**Aim of the task**
Locate the line containing "In the photograph above, where can the windowsill" in the material below. Copy that line and all following lines through the end exactly, omitting any pictures.

★ ★ ★ ★ ★

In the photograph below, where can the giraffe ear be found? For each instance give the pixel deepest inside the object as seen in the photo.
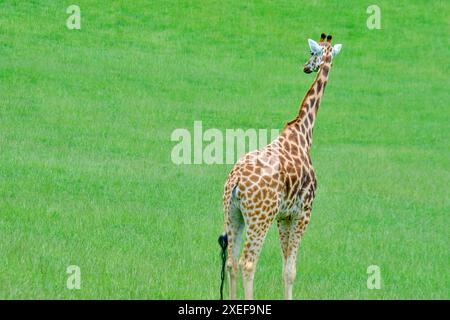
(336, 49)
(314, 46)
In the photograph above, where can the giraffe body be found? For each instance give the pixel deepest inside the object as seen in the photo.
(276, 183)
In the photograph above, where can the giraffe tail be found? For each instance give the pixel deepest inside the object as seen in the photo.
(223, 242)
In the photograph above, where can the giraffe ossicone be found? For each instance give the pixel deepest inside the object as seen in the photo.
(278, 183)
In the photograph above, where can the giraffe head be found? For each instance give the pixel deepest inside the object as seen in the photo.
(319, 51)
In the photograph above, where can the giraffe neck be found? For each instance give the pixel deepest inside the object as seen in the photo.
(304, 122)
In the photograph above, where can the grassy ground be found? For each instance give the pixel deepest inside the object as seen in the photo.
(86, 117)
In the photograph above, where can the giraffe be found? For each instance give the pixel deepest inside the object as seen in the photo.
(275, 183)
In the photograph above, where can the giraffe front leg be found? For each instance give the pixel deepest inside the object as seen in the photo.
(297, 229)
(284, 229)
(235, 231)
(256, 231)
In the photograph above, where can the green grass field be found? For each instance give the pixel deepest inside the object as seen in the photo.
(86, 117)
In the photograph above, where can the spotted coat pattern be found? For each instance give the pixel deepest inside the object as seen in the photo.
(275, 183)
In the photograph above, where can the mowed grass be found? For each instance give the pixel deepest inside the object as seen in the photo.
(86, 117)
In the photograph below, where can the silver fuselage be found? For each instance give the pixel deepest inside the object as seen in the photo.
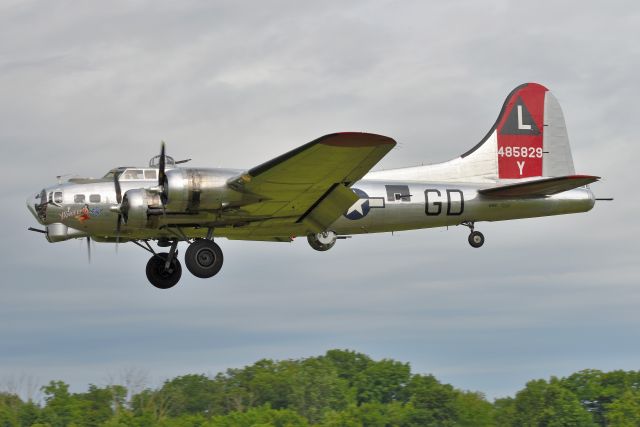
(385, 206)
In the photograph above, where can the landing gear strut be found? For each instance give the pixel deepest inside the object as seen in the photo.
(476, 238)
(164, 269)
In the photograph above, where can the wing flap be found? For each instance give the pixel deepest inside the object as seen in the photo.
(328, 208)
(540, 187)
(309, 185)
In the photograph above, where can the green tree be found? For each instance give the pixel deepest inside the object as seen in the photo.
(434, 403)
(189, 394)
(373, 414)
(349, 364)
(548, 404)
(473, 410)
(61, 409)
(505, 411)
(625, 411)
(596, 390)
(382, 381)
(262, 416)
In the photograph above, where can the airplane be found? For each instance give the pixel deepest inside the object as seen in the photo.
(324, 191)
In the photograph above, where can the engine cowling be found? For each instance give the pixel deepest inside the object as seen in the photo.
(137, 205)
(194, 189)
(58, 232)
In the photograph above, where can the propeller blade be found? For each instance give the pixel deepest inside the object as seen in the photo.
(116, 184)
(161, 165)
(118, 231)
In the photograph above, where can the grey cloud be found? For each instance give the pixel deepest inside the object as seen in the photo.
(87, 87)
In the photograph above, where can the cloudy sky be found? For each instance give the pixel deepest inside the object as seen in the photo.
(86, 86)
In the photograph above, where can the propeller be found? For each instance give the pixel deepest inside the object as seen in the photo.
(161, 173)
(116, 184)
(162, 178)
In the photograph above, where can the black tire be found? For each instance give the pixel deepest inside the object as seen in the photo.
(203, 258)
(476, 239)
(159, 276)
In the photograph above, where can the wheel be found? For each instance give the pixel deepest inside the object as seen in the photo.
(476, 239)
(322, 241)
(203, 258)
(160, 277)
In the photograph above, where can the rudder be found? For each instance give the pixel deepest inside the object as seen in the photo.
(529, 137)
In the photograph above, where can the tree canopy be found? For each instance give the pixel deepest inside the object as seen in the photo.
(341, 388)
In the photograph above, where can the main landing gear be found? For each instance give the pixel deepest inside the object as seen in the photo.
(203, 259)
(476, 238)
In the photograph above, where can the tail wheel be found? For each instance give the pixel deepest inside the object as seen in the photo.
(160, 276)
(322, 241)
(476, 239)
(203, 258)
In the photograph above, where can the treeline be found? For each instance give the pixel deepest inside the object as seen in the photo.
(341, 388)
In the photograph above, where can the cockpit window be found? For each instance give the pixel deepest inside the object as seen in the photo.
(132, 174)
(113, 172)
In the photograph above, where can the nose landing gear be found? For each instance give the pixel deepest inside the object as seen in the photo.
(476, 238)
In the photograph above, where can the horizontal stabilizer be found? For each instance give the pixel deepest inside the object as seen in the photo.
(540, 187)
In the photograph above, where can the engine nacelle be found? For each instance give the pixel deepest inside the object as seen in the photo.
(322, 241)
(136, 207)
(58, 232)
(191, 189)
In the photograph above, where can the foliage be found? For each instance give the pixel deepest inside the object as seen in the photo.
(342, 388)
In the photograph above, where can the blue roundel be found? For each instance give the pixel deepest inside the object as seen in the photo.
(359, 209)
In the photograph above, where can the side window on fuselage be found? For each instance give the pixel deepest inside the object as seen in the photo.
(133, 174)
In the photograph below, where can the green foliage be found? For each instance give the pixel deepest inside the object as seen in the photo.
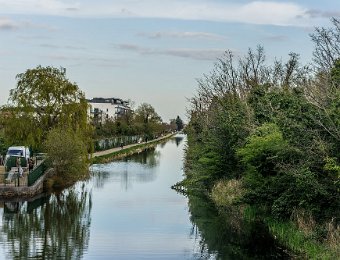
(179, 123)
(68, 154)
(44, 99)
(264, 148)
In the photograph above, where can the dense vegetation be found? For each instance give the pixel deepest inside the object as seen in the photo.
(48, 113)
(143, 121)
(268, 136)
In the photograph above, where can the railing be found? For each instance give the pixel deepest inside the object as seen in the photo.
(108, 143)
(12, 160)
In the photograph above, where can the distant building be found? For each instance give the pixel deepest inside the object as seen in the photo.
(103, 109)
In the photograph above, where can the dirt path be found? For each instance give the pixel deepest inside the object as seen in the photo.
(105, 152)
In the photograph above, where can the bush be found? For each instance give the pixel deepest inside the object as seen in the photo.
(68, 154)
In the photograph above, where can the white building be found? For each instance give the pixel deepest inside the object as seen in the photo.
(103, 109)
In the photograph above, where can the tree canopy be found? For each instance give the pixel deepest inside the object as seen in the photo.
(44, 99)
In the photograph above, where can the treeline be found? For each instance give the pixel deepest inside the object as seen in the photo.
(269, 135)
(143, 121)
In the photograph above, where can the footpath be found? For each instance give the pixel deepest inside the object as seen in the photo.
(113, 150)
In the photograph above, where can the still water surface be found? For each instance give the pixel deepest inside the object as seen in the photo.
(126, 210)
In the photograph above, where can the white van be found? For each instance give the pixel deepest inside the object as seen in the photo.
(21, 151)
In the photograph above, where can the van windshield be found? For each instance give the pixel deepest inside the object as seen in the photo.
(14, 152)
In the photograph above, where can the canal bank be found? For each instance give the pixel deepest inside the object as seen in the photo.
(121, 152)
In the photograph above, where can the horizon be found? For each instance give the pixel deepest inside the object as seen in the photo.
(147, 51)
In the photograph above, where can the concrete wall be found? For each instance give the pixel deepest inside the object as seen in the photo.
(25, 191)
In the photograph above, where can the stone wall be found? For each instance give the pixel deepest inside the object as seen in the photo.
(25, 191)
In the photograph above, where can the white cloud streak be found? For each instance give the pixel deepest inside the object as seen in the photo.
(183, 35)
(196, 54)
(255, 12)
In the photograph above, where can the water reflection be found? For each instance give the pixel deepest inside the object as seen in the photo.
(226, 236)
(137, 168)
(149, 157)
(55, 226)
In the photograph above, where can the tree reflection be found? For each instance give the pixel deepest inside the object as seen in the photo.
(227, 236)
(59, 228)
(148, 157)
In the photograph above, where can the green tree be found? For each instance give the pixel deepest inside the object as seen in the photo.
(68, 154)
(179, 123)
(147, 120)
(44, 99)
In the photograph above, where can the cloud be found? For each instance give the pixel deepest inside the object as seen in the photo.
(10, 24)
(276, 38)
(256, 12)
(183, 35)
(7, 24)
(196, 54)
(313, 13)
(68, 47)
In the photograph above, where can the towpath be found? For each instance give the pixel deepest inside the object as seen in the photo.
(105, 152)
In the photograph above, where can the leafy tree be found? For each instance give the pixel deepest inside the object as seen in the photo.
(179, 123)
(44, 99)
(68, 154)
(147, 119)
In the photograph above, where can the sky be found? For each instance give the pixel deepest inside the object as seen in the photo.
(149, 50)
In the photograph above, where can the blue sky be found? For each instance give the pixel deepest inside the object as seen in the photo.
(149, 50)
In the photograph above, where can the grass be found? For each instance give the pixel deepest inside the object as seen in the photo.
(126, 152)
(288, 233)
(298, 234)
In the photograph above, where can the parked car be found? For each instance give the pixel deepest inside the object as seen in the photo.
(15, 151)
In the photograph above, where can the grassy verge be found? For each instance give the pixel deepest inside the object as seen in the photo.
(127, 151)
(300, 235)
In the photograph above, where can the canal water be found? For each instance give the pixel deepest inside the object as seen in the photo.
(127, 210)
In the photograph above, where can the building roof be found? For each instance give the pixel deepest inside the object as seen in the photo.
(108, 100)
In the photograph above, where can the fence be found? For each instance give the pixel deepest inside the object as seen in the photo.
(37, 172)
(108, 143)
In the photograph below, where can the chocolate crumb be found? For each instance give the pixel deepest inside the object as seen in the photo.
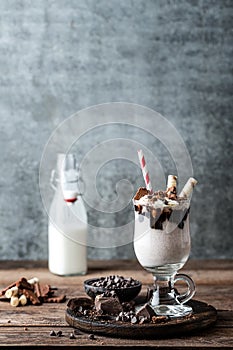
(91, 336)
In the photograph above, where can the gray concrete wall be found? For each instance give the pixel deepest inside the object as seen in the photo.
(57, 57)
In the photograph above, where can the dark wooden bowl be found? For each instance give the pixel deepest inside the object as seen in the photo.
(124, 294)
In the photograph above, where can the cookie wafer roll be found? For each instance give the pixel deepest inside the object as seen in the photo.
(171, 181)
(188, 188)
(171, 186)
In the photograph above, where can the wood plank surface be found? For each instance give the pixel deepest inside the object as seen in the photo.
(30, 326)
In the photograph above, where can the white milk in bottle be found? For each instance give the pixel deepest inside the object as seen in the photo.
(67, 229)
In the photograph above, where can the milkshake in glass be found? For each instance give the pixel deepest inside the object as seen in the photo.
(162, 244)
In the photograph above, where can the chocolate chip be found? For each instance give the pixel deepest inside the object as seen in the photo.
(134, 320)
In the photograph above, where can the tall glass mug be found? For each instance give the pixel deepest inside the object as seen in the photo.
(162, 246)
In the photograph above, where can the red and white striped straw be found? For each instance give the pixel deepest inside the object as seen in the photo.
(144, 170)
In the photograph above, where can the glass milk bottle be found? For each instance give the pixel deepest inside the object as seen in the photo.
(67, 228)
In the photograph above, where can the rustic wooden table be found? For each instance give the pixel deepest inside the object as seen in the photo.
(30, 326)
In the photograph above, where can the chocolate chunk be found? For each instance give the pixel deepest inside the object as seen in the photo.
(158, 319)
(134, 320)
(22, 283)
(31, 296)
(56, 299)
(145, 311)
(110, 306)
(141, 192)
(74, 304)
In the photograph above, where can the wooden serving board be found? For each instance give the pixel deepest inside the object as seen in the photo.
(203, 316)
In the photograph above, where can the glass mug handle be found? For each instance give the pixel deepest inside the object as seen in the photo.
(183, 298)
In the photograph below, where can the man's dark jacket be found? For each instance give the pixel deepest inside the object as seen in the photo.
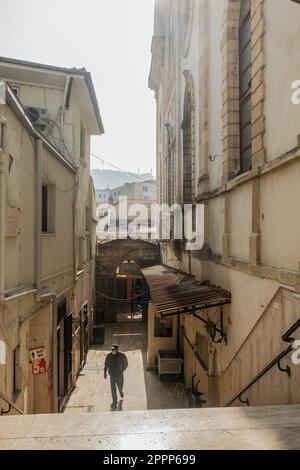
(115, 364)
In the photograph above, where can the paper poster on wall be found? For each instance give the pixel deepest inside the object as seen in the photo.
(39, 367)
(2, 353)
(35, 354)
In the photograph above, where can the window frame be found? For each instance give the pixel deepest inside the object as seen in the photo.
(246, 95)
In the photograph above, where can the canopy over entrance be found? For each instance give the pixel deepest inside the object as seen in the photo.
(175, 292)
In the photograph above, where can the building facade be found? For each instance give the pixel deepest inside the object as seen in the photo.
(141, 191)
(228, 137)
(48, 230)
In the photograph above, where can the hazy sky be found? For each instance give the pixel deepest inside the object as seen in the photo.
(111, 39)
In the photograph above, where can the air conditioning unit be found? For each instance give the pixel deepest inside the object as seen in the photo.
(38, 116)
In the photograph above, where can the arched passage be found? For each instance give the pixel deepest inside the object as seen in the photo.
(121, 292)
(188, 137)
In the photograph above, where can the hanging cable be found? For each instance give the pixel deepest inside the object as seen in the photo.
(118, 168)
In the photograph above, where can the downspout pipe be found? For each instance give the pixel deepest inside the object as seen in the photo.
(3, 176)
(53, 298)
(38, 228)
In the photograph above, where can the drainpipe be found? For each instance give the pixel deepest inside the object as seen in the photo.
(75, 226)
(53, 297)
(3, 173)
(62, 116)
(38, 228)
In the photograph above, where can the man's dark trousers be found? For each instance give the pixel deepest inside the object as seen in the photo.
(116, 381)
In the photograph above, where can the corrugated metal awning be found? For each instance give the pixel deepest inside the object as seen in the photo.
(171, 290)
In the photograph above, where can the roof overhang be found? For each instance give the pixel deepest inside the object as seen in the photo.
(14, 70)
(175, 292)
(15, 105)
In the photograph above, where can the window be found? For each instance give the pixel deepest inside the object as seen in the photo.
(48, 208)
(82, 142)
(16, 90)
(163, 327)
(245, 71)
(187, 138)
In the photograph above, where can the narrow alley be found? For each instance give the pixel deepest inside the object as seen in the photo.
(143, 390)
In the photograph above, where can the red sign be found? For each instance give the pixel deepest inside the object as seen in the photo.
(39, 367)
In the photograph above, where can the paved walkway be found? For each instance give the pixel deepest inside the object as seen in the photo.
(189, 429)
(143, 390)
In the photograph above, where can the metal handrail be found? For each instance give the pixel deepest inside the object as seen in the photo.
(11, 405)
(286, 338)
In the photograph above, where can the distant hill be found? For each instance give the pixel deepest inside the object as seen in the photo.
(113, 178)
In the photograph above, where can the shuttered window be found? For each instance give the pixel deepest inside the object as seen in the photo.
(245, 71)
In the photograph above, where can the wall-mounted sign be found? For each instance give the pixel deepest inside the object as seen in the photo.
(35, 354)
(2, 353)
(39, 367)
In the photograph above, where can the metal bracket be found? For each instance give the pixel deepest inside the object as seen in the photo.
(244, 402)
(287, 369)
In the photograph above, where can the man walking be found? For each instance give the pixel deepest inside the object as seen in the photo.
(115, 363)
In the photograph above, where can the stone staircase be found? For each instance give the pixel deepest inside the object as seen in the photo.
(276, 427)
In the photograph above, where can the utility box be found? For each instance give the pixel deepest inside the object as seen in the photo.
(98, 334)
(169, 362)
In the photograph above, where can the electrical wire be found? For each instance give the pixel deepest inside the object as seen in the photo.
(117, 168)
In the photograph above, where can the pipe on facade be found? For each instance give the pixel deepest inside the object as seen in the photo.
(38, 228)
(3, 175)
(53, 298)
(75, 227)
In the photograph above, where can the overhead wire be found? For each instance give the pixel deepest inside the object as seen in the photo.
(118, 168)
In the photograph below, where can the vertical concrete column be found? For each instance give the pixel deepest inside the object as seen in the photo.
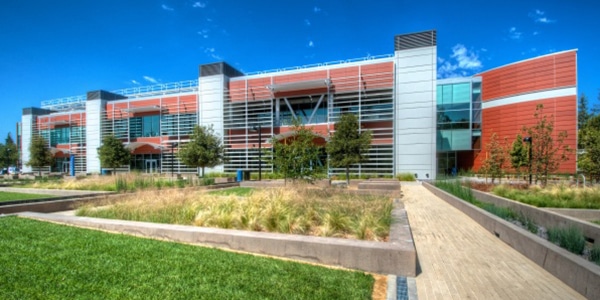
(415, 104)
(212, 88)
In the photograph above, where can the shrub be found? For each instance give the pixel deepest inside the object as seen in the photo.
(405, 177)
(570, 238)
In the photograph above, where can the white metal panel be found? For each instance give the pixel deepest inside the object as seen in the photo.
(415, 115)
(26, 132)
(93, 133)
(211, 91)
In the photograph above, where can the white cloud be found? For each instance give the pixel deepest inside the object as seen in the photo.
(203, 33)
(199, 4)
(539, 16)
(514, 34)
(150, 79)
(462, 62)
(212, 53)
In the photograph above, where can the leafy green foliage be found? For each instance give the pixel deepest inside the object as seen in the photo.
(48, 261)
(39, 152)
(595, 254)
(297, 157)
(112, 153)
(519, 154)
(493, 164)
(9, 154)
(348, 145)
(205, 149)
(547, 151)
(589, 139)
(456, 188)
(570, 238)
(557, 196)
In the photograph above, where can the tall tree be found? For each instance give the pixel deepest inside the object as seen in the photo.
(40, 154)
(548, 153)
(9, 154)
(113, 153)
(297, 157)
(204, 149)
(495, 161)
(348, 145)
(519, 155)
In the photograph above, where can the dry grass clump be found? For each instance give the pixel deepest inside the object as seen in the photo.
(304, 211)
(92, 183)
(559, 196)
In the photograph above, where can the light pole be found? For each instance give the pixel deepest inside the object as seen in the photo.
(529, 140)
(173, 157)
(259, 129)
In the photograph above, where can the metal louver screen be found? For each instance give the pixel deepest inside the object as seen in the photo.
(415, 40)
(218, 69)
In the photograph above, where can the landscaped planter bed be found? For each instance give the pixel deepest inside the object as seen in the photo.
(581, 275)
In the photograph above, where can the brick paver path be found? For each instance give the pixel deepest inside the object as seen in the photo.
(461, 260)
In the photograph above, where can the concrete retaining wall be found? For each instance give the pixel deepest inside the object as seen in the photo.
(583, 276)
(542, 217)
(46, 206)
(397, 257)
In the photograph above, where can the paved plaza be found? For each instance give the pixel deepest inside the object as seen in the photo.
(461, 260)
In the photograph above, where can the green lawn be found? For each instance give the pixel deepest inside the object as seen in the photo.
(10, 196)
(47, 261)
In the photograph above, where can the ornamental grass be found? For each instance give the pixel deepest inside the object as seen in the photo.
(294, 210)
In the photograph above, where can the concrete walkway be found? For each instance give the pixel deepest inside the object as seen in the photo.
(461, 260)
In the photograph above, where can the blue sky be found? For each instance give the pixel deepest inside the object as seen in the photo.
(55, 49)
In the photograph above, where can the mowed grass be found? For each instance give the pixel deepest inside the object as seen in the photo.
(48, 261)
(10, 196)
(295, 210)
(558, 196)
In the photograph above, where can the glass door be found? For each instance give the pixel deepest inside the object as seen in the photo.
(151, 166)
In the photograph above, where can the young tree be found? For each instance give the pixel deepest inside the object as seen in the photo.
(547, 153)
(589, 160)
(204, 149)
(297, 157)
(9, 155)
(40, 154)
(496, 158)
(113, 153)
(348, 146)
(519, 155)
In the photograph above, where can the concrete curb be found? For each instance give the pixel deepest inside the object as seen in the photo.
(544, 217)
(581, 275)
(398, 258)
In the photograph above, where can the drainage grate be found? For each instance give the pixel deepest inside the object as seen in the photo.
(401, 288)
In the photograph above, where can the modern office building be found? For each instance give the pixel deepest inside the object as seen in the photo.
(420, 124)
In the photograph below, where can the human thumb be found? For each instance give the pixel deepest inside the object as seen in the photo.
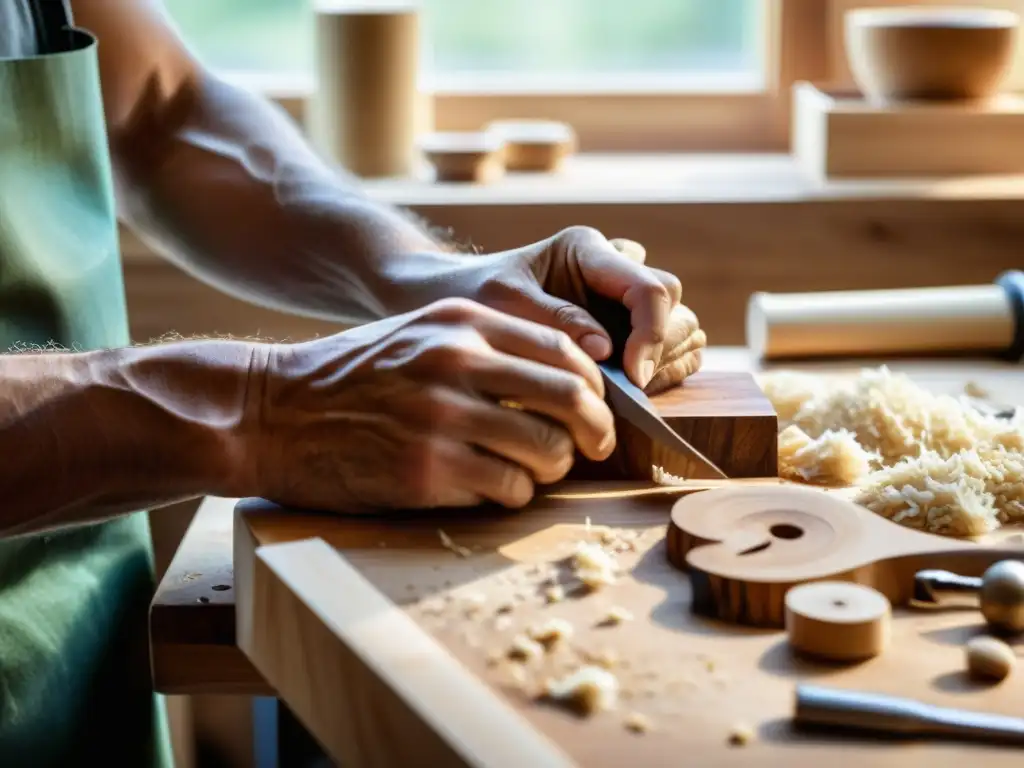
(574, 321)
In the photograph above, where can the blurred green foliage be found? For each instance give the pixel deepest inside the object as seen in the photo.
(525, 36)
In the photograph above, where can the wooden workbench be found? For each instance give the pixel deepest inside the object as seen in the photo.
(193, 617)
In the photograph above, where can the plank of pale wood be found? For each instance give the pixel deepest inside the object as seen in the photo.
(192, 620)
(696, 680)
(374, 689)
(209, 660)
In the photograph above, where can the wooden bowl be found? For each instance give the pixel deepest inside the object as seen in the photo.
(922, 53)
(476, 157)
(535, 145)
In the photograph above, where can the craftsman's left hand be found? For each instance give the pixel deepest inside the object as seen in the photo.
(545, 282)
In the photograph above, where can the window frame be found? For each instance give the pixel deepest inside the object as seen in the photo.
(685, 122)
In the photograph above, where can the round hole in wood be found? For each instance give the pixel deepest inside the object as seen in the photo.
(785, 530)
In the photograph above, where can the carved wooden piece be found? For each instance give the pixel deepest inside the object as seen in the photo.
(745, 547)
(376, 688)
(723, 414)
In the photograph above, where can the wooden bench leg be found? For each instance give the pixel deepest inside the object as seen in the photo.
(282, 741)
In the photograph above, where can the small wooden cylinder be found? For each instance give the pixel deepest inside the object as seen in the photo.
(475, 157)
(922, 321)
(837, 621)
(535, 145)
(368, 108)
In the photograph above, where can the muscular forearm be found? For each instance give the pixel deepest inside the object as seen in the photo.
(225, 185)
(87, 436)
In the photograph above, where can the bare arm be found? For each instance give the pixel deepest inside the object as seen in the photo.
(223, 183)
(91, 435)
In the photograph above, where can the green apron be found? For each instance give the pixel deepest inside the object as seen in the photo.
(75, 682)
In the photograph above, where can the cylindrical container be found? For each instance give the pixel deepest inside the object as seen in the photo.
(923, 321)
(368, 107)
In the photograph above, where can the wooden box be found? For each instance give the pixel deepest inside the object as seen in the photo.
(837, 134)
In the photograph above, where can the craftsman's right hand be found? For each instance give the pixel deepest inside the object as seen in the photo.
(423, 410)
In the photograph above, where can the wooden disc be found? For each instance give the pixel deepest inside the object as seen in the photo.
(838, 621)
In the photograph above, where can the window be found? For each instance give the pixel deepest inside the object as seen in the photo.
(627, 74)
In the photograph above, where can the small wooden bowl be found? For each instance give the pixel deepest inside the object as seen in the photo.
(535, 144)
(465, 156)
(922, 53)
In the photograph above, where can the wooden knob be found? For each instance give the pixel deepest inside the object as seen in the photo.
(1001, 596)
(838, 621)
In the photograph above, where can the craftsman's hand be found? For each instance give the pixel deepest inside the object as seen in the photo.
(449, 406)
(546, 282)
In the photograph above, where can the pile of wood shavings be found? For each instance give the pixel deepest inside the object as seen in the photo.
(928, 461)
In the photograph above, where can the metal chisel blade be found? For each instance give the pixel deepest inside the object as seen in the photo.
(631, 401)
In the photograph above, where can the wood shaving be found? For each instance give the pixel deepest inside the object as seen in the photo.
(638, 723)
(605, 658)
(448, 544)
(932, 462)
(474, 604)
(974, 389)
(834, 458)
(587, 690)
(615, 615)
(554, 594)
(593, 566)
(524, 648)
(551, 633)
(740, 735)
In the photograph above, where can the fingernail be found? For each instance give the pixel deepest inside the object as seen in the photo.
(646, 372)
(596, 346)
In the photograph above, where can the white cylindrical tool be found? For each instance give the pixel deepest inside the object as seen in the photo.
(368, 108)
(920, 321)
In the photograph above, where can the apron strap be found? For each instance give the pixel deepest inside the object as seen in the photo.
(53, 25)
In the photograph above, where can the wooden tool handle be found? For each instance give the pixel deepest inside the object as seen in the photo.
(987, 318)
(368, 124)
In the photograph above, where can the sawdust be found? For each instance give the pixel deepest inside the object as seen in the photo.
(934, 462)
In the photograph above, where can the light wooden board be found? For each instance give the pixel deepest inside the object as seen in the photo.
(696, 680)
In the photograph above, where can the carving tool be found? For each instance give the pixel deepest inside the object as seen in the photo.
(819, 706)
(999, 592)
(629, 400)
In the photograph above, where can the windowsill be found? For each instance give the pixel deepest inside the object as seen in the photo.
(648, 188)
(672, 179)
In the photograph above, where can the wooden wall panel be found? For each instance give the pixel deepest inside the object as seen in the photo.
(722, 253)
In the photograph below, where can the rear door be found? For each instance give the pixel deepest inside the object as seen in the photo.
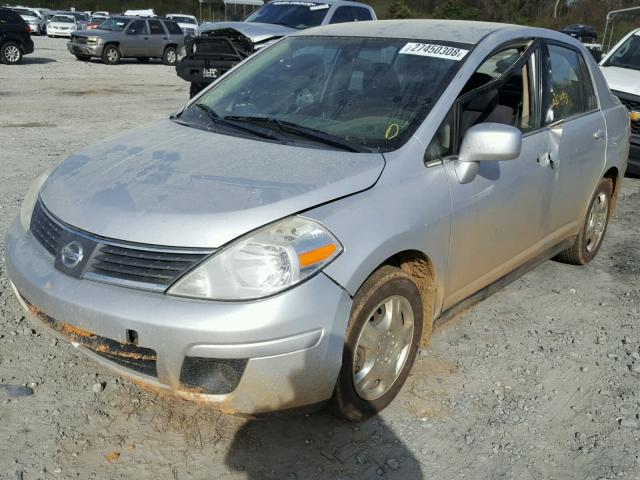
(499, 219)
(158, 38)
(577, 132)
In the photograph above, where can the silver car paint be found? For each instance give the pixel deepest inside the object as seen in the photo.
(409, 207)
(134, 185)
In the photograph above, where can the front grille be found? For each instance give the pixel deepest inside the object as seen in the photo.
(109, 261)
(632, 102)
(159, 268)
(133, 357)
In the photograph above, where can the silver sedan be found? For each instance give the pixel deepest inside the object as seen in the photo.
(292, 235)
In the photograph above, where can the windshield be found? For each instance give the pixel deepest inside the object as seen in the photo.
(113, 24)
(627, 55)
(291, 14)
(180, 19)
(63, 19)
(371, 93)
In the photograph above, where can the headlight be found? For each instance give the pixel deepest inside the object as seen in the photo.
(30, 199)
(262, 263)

★ ★ ★ ★ ★

**Task result**
In the photograph above, where can the windowsill be found? For each instance give the pixel deepest inside the object as seen in the photo.
(648, 188)
(672, 179)
In the photograph above, where can the wooden wall panel be found? For each instance give the pixel deepest inside the object as seen in the photo.
(722, 253)
In the photograph below, where can the rear door be found? For each instance give the pixel deepest inside the object as seen in the photo.
(499, 219)
(158, 38)
(577, 132)
In the photograph above, where can the silver car paint be found? For each instance give the pixel deepest inside the object as seen in the photo.
(409, 207)
(134, 185)
In the photograph above, where can the front grille be found? For each instance give the pixel deepest inside the object as seen in the photo.
(109, 261)
(632, 102)
(159, 268)
(133, 357)
In the photograph above, where can the silver sedan be found? For each instance give the pixel deepest inside the object as seen in the photo.
(292, 235)
In the photograph above, where can the windshield be found? For each instance give the pixel deepest inside the object as seen in the photo.
(113, 24)
(627, 55)
(291, 14)
(180, 19)
(63, 19)
(371, 93)
In the photograph above, where can the headlight be found? For each instance give the pixel deepest inside the object as seen in the photo.
(30, 199)
(262, 263)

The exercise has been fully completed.